* WORK TO COMPLETE
Copy the Dark Star thread below between "## roddglenn (May" and "and fast-paced reads.", inclusive, and swap "fast-paced" for "brisk".
begin TEXT
Alan Dean Foster wrote the novelization not the screne play. I bought that years ago and really enjoyed it.


----------



## speedingslug (May 23, 2006)

*Re: Dark Star*



			
				steve12553 said:
			
		

> Alan Dean Foster wrote the novelization not the screne play. I bought that years ago and really enjoyed it.


 
cheers.

I only read the spellsingers, they are a bit strange.


----------



## roddglenn (May 23, 2006)

*Re: Dark Star*

I've read a few of Alan Dean Foster's novelisations and a few works of his own.  All entertaining and fast-paced reads.


----------



## AE35Unit (Jan 28, 2008)

*John Carpenter's Dark Star?*

t'other half just phoned me from blockbuster, says she found a copy of Dark Star on DVD, says to me do you want it? I'm like,,,,,well yea!

This is a film I've never seen but always wanted to- its a comedy, i think its a Star Wars parody, but not in the same vein as Spaceballs which is just pants.

anyone else got it?


----------



## j d worthington (Jan 28, 2008)

*Re: John Carpenter's Dark Star?*

Don't have, but have seen, more than once. No, it's not a *Star Wars* parody... it was released in 1974 (and made even earlier), before Star Wars had ever even been heard of. It's an affectionate sendup of the entire genre, with nods to various famous writers (such as Bradbury, for instance). It's quirky, and off-the-wall, and delightfully, wickedly funny (I mean, a sentient bomb that is kept from blowing up the ship by getting it into a discussion on existentialism? a beach-ball alien that has genuine personality and clicks its nails?). Low-budget, very low-tech, but a _very_ enjoyable film... even if Ace _does_ hate that C&W track!


----------



## The Ace (Jan 28, 2008)

*Re: John Carpenter's Dark Star?*

Thanks for the reminder JD,  the film is wonderful, shame about the music.   Why can nobody ever make a sci-fi film with a glam rock or surf soundtrack ?


----------



## Pyan (Jan 29, 2008)

*Re: John Carpenter's Dark Star?*



AE35Unit said:


> , but not in the same vein as Spaceballs which is just pants.


A man of taste, indeed!

Saw this _(Dark Star) _years ago, on video I believe.
 As jd and Ace said, most enjoyable as a send-up of the genre at that time, and well worth watching still.
And what's wrong with the soundtrack? I always thought it complimented the feel of the film perfectly - a little tacky but fun, a bit like _The Dukes of Hazzard_ in space.


----------



## j d worthington (Jan 29, 2008)

*Re: John Carpenter's Dark Star?*



pyan said:


> A man of taste, indeed!
> 
> Saw this _(Dark Star) _years ago, on video I believe.
end TEXT
begin RAW RECORDS
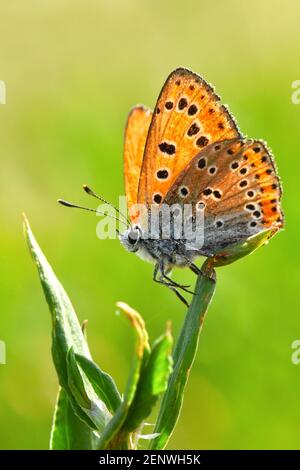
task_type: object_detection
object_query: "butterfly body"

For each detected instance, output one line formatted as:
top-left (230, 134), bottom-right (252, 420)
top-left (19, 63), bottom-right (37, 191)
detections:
top-left (120, 68), bottom-right (283, 300)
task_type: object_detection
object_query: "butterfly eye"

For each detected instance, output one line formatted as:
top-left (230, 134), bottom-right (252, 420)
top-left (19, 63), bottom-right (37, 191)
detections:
top-left (127, 229), bottom-right (140, 245)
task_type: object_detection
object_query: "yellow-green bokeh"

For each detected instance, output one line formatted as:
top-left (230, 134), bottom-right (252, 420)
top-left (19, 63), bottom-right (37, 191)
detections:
top-left (0, 0), bottom-right (300, 449)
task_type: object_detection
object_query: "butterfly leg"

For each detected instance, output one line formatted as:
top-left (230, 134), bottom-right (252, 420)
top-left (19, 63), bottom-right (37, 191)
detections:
top-left (162, 273), bottom-right (194, 294)
top-left (153, 263), bottom-right (189, 307)
top-left (189, 263), bottom-right (216, 282)
top-left (189, 263), bottom-right (203, 276)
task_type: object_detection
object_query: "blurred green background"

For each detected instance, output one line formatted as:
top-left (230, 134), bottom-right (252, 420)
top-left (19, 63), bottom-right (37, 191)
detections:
top-left (0, 0), bottom-right (300, 449)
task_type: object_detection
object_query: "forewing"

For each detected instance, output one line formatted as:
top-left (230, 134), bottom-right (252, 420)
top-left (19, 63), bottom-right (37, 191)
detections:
top-left (138, 68), bottom-right (240, 205)
top-left (124, 106), bottom-right (152, 217)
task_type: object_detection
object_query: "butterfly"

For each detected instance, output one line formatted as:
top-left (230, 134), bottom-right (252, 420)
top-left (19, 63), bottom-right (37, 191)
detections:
top-left (120, 68), bottom-right (283, 301)
top-left (60, 68), bottom-right (284, 305)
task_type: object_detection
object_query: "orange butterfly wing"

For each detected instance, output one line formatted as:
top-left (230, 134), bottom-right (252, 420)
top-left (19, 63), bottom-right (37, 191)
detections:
top-left (164, 139), bottom-right (284, 254)
top-left (138, 68), bottom-right (241, 205)
top-left (124, 106), bottom-right (152, 218)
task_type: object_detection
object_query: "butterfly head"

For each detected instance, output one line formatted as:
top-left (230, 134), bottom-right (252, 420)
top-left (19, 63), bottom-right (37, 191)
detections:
top-left (120, 225), bottom-right (142, 253)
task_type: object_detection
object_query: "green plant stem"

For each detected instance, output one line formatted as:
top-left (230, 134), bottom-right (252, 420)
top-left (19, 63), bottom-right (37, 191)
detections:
top-left (150, 260), bottom-right (216, 450)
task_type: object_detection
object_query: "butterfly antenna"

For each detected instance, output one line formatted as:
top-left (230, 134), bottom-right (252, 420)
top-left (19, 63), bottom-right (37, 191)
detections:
top-left (83, 184), bottom-right (130, 225)
top-left (57, 199), bottom-right (128, 228)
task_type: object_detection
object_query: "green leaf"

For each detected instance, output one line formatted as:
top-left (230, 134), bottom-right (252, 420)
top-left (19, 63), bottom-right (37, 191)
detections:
top-left (75, 354), bottom-right (122, 413)
top-left (150, 265), bottom-right (215, 450)
top-left (122, 327), bottom-right (173, 431)
top-left (98, 302), bottom-right (150, 450)
top-left (24, 218), bottom-right (111, 431)
top-left (50, 388), bottom-right (95, 450)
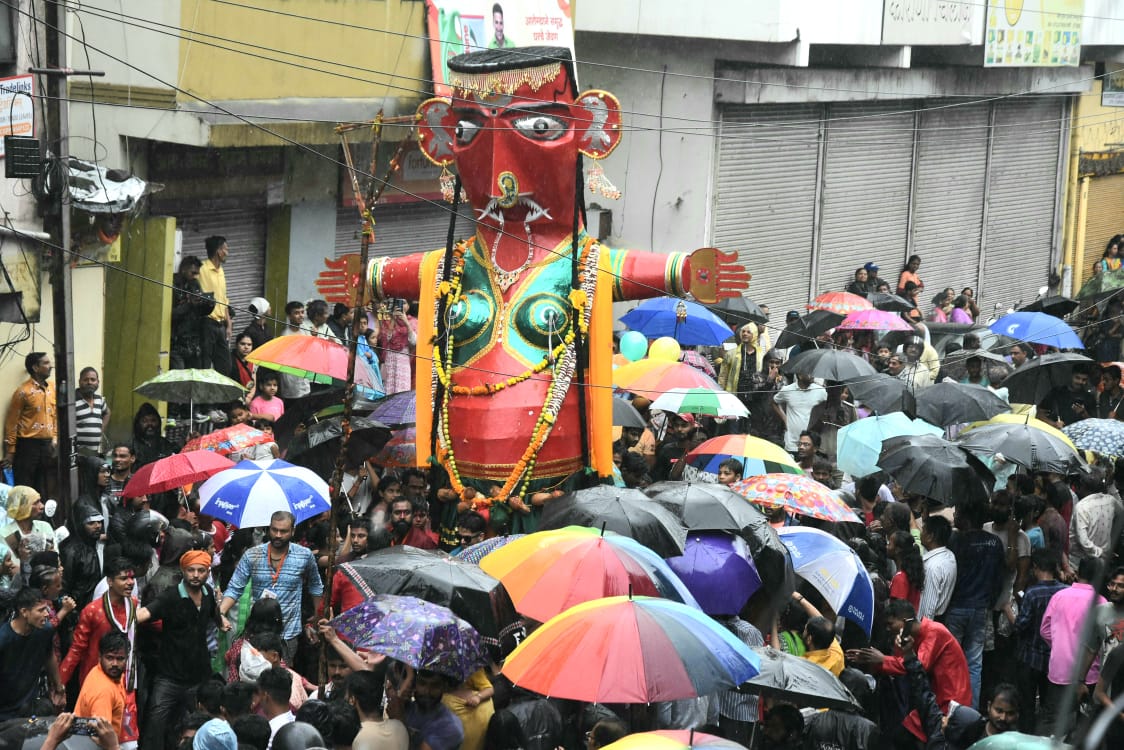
end RAW RECORDS
* IN RESPONSE
## roddglenn (May 23, 2006)

*Re: Dark Star*

I've read a few of Alan Dean Foster's novelisations and a few works of his own.  All entertaining and brisk reads.